> **本文抜粋**:
'''
したがって、法令等によって厳格に運用され、明確な根拠付けと透明性の確保が重視される不動産鑑定評価制度に対しては、重要な社会的使命が課せられているものといえます。
我が国においては、戦後の高度経済成長期に土地取引が激増する過程において、取引の混乱を防止し、客観性・透明性のある地価形成を促進する観点から昭和39年に不動産鑑定評価の制度が誕生しました。以来、バブル経済とその崩壊、不動産証券化や時価会計等の新たな制度の導入に関連し、不動産鑑定評価は、時代の変遷とともに発展を続けています。
不動産鑑定評価の活用ケース
不動産鑑定評価が活用される主なケースについてご紹介します。
売買(又は交換)
- 資産の処分に際して、金融機関や監督官庁へ不動産鑑定評価書の提出が必要となる場合があります。
- セールアンドリースバック(リースバック)に関係して不動産鑑定評価を行う場合もあります。
- 買主の立場であるお客様からのご依頼の場合には、対象不動産への立ち入り・内覧ができずに、外観からの目視等により可能な範囲での調査に限定される場合があります。
資産評価
- 相続関係(遺産分割・相続税の申告等)や財務諸表の作成(減損会計等における「原則的時価算定」)等に際して、資産評価を行うことがあります。
- 資産評価においては、実際に買い手が現れていない場合が大半ですので、関係人が納得できる根拠を有した価格を把握する必要性が高く、不動産鑑定評価は最も信頼性の高い根拠となります。
- 遺産分割等の際には、広大地、中古住宅、アパートや貸ビル等の収益物件など、公示価格や固定資産税評価額から単純に時価を把握しづらい場合に不動産鑑定評価が重要な役割を発揮します。
担保の設定
- 一般的な不動産担保ローンにおける鑑定評価のほか、自宅を担保に老後資金の融資を受ける「リバースモーゲージ」に関係して鑑定評価のご依頼をいただくことがあります。
- 関係する金融機関の担保評価に関する一定の社内ルールに留意しながら、不動産の鑑定評価を行うことが通例です。
賃料の新規設定(新規賃料)
- 会社役員が会社に事業用地を新たに賃貸する場合など、親族・同族会社間での適正な賃貸借関係を成立させるため、顧問税理士等の第三者の助言に基づいて鑑定評価が依頼されるケースが多いように見受けられます。
- 予定されている賃貸借契約の条件を参考としつつも、賃料水準については市場賃料を踏まえて試算・決定します。
賃料の改定(継続賃料・賃料の増減請求)
- 借地借家法で認められている「賃料増減請求」を根拠として、現に係争中又は係争予定の賃貸借当事者の一方より、賃料改定の目的にて鑑定評価が依頼されることがあります。
- 借地借家法においては、契約自由の原則に基づいて、両当事者が合意した賃料が尊重されます。したがって、賃料増減請求に係る争訟においては、直近合意時点以降に、公租公課、土地及び建物価格、近隣地域等の賃料の変動などの事情変更があり、直近合意時点の賃料が不相当である場合のみ賃料の増減請求が可能となります。また、事情変更以外にも、賃貸借契約締結の経緯、賃料改定の経緯及び契約内容の要因を総合的に考慮する必要もあります。こうした事項を踏まえ、契約当事者間の公平性の確保が重視されるため、継続賃料は現行賃料と新規賃料(正常賃料)の間で決定されます。
'''
> **課題概要 1**:
不動産鑑定評価に関する本文をもとに、次の各項目に答えてください。
(a) 不動産鑑定評価の制度が誕生したのは何年か。
(b) 自宅を担保に老後資金の融資を受ける仕組みは何と呼ばれているか。
(c) 継続賃料はどの賃料とどの賃料の間で決定されるか。
> **課題概要 2**:
不動産鑑定評価の活用ケースを扱った本文を、最後の文に続けて書き進めてください。

[出典データ]
'''
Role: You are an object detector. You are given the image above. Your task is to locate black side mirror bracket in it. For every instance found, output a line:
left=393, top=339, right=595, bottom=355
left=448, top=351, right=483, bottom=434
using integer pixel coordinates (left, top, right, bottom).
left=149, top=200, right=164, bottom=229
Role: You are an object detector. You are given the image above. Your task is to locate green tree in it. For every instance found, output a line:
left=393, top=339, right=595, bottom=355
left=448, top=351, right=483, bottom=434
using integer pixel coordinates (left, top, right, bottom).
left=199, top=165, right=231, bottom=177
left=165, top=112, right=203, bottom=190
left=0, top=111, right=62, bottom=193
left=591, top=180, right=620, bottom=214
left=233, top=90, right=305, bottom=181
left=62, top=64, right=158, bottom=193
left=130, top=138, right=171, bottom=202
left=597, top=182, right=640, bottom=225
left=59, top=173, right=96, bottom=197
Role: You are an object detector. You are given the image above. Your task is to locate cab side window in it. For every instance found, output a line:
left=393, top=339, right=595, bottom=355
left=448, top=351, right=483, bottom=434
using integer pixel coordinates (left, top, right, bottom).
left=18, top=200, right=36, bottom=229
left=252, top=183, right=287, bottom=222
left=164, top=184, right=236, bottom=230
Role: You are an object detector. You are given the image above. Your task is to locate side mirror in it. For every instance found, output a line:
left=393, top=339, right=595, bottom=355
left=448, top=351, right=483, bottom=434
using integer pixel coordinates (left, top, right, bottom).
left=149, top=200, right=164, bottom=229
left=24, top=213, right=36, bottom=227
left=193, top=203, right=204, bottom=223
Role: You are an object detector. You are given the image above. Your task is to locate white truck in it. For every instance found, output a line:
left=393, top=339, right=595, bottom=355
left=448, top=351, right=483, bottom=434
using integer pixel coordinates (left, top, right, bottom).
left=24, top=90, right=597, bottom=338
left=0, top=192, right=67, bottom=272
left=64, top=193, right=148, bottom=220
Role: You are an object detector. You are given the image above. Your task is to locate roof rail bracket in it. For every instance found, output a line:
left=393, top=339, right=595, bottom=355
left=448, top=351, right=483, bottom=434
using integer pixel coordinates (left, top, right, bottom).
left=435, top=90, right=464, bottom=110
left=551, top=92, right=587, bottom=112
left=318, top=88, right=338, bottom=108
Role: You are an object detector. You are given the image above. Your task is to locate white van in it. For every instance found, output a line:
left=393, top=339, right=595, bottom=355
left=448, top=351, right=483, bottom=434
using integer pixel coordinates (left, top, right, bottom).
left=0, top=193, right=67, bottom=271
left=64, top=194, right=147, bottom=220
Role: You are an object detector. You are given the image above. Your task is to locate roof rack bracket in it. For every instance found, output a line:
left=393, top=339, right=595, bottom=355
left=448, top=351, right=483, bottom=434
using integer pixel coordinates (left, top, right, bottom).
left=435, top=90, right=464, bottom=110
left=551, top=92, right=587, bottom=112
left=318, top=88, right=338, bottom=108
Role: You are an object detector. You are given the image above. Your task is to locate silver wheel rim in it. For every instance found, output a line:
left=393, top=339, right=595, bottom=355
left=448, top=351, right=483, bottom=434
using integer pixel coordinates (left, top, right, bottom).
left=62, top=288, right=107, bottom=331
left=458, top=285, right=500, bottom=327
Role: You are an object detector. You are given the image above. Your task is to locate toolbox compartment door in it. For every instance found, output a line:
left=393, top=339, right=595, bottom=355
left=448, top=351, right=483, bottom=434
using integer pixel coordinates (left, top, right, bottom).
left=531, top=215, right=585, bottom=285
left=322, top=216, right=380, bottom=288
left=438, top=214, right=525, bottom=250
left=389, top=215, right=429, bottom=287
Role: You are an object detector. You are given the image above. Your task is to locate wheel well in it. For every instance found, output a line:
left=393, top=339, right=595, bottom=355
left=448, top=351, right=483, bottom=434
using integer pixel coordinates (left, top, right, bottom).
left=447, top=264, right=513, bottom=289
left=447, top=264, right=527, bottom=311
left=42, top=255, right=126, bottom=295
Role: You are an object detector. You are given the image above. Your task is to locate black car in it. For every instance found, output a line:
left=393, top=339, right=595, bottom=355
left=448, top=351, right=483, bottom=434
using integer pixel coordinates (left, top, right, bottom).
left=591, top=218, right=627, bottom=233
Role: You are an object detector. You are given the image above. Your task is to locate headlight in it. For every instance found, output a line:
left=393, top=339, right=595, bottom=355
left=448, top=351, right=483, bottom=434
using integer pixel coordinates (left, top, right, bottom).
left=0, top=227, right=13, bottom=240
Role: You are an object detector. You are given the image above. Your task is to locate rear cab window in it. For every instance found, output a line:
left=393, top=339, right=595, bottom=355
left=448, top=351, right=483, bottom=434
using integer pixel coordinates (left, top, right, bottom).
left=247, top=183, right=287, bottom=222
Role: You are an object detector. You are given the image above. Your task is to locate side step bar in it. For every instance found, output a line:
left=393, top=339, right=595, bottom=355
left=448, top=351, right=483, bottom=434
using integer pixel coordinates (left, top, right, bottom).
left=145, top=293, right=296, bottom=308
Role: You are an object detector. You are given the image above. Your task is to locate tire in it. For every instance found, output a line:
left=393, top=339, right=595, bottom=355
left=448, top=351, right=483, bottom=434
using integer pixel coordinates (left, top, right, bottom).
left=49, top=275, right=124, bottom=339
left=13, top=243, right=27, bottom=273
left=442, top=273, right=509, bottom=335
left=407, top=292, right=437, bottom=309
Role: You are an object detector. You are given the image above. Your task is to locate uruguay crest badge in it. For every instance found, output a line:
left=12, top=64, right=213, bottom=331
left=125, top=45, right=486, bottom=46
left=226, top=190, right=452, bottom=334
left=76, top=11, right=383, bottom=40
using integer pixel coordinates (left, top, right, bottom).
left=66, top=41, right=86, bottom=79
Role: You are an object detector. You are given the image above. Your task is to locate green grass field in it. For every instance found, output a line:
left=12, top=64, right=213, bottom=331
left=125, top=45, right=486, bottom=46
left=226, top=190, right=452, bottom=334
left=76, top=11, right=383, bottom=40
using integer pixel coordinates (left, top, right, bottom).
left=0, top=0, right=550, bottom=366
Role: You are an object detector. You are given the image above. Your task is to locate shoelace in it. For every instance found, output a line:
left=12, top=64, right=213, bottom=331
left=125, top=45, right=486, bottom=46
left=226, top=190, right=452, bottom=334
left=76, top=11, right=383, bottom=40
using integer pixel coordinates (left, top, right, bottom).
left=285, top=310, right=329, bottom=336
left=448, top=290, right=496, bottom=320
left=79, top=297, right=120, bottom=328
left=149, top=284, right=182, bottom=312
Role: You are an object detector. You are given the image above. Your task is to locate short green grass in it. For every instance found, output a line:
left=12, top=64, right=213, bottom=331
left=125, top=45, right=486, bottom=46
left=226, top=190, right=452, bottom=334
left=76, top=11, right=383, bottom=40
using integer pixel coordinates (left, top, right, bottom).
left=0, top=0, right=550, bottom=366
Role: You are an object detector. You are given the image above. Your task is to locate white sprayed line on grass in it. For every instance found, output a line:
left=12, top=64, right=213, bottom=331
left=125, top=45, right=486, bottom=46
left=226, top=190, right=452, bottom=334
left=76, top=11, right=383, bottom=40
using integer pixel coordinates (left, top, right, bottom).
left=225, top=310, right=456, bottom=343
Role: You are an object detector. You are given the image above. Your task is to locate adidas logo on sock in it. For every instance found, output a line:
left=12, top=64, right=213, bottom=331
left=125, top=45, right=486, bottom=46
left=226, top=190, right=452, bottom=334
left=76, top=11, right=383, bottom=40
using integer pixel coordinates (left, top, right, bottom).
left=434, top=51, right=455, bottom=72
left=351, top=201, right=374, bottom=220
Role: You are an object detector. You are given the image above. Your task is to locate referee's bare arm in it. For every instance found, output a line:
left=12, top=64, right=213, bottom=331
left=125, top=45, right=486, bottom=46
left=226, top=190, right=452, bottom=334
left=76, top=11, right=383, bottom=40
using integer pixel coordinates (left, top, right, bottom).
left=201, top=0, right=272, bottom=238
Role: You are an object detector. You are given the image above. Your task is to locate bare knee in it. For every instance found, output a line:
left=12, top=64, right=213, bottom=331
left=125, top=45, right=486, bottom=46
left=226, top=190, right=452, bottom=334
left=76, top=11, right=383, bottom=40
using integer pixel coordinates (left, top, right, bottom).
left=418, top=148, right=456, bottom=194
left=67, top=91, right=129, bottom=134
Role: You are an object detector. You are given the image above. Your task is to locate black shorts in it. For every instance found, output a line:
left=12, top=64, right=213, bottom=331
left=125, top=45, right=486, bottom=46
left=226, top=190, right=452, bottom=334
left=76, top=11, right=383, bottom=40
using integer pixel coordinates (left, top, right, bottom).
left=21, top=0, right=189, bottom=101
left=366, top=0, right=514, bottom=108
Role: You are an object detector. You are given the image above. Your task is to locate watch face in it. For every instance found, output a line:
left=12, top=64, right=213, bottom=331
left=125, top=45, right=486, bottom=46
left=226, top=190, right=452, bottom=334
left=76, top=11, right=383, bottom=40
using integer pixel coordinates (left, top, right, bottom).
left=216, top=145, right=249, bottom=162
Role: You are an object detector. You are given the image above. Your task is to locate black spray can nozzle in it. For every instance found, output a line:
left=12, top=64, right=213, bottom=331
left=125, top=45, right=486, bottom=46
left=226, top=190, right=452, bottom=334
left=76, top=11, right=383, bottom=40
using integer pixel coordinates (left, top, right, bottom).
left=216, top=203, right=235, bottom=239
'''
> **回答 1**:
(a) 昭和39年
(b) リバースモーゲージ
(c) 現行賃料と新規賃料(正常賃料)の間

> **回答 2**:
- とくに地代の鑑定評価においては、何十年も前(例えば昭和初期や大正時代)に遡って賃貸借契約締結の経緯、賃料改定の経緯等を確認する必要が生じる場合もあることから、鑑定評価の作業は数か月もの長期に及ぶこともあります。
不動産鑑定評価のポイント
不動産鑑定評価を行う上で特に重要と考えられるポイントについてご紹介します。
価格の種類
不動産鑑定評価によって求める価格は、原則として「正常価格」です。正常価格とは、市場性を有する不動産について、「現実の社会経済情勢の下で合理的と考えられる条件を満たす市場で形成されるであろう市場価値を表示する適正な価格」を意味します。
これに対し、借地権者による底地の買い取り、隣接不動産の買い取り、経済合理性に反する不動産の分割などの例では、特定の当事者間でのみ合理性が認められる「限定価格」を求めることがあります。
このほかにも、民事再生法に基づく早期売却を前提とした鑑定評価、会社更生法又は民事再生法に基づく事業の継続を前提した鑑定評価の例では、法令等による社会的要請を背景とした「特定価格」を求めます。
限定価格及び特定価格は、正常価格の意味する市場価値とは乖離していることに注意が必要となります。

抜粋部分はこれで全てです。